2006/01/07

"Novos talentos no infanto-juvenil"

"Alexandre Parafita

Alexandre Parafita é investigador de literatura oral, professor e autor de mais de 30 obras, sendo as mais recentes: "Chovia Ouro no Bosque" (Porto Editora), "Branca-Flor, o Príncipe e o Demónio" (Asa), "Histórias de Arte e Manhas" (Texto Editores), "O Conselheiro do Rei" (Impala), editado também em castelhano, e "Contos de Animais com Manhas de Gente" (Âmbar).
De 2005, retém como positivo "o despontar de alguns autores jovens, bastante promissores, seja ao nível da narração escrita, seja ao nível da ilustração, e que certamente garantirão a sobrevivência de uma literatura infanto-juvenil de qualidade no futuro".
O primeiro título escolhido foi "A Rosinha, o Mar e os Sonhos" (Gailivro) de Rosário Alçada Araújo (escrita) e Catarina França (ilustração), "pela sintonia estética que partilham". Na obra, "de enredo encantatório, atravessado pela aventura e pelo mistério do mar e dos tesouros, ecoam, inteligentemente, as reminiscências dos velhos contos de fadas, onde não falta o perfil de uma "Branca-Flor" reinventada em cada uma das personagens femininas da história".
Alexandre Parafita acrescenta ainda: "Para a criança que vive na fase de se apropriar de modelos, de distinguir de "motu proprio" as dicotomias essenciais com que a vida a confronta, tais como o bem e o mal, a fidelidade e a hipocrisia, a coragem e a cobardia, este livro é, sem dúvida, um amigo valioso. Valioso pela natureza das mensagens que segreda ao inconsciente do pequeno leitor."
Em conjunto, autora e ilustradora assinaram também "Somos Diferentes" (Impala) e "A História de Uma Pequena Estrela" (Gailivro).
Para um nível etário um pouco mais elevado, o autor destaca "Eldest" (2.º volume da Trilogia da Herança), de Christopher Paolini. "Todo o livro conduz a uma hábil e descomplexada incursão pelo mundo do fantástico, à semelhança do que vimos com as sagas de Harry Potter ou do Senhor dos Anéis. A particularidade de ser um autor muito jovem (19 anos) a dar vida e coerência a um enredo complexo, mas sedutor, onde abundam seres insólitos como dragões, elfos, anões, serpentes, espectros, feiticeiras e outros estereótipos do fantástico, torna este livro particularmente interessante para um público jovem. Um público facilmente atraído por narrativas onde impera a perspectiva mitológica do herói, envolvido num jogo permanente de intimidações, que vai superando em actos sucessivos de transgressão responsável."

▬▬▬▬▬▬▬▬▬▬

Responda às perguntas seguintes sobre o texto sobre literatura infanto-juvenil:
1. Que editora publicou "Chovia Ouro no Bosque"?
2. Quem assina a ilustração de "A Rosinha, o Mar e os Sonhos"?
3. Que idade é atribuída a Christopher Paolini?
Responda recorrendo exclusivamente ao texto sobre literatura infanto-juvenil.

▬▬▬▬▬▬▬▬▬▬

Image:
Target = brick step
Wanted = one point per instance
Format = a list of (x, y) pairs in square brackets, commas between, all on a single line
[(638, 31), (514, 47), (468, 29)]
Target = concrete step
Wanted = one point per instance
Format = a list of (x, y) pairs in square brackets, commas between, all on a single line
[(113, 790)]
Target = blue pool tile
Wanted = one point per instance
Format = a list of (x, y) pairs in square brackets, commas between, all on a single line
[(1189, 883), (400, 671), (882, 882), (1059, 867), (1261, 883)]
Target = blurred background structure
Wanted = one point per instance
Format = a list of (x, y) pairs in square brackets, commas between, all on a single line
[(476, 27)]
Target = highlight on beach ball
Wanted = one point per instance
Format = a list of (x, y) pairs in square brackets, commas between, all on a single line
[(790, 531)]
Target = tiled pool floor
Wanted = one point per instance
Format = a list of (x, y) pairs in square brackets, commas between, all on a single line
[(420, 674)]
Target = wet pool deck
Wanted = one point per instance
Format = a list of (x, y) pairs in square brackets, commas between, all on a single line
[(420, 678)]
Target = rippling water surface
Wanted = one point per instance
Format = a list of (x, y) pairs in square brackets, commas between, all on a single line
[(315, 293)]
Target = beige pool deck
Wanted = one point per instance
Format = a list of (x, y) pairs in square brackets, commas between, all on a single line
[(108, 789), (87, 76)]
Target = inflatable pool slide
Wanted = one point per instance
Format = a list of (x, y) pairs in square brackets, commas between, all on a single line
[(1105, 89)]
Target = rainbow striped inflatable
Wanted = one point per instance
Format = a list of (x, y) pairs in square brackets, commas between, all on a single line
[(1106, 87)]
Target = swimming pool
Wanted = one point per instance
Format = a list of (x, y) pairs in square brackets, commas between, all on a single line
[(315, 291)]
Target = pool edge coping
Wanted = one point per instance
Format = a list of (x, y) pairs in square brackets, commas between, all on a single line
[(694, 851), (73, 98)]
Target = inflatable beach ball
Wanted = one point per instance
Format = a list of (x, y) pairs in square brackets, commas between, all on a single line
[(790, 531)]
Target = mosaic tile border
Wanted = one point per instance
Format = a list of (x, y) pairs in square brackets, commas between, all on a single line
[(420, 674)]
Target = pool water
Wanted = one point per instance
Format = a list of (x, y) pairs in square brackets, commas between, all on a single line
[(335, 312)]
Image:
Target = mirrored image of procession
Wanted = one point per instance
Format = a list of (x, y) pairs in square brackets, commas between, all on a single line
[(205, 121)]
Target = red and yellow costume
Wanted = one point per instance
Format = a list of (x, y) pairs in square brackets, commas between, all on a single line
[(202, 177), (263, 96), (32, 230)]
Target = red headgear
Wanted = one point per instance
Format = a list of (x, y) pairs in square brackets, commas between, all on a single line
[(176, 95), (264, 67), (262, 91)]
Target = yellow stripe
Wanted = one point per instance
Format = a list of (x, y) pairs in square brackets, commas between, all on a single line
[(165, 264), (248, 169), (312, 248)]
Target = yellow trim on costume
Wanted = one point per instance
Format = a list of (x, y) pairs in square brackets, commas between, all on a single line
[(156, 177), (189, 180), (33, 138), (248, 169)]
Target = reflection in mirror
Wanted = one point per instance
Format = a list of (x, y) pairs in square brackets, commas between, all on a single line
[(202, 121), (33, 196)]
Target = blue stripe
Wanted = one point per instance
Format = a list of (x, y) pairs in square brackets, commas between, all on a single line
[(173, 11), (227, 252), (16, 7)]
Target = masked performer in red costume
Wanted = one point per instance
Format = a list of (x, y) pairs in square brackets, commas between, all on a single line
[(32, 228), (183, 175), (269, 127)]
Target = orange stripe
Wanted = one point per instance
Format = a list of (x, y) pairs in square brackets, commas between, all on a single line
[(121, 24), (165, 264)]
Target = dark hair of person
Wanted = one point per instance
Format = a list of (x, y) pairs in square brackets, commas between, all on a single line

▬▬▬▬▬▬▬▬▬▬

Resolução ▸
1. Porto Editora.
2. Catarina França.
3. 19 anos.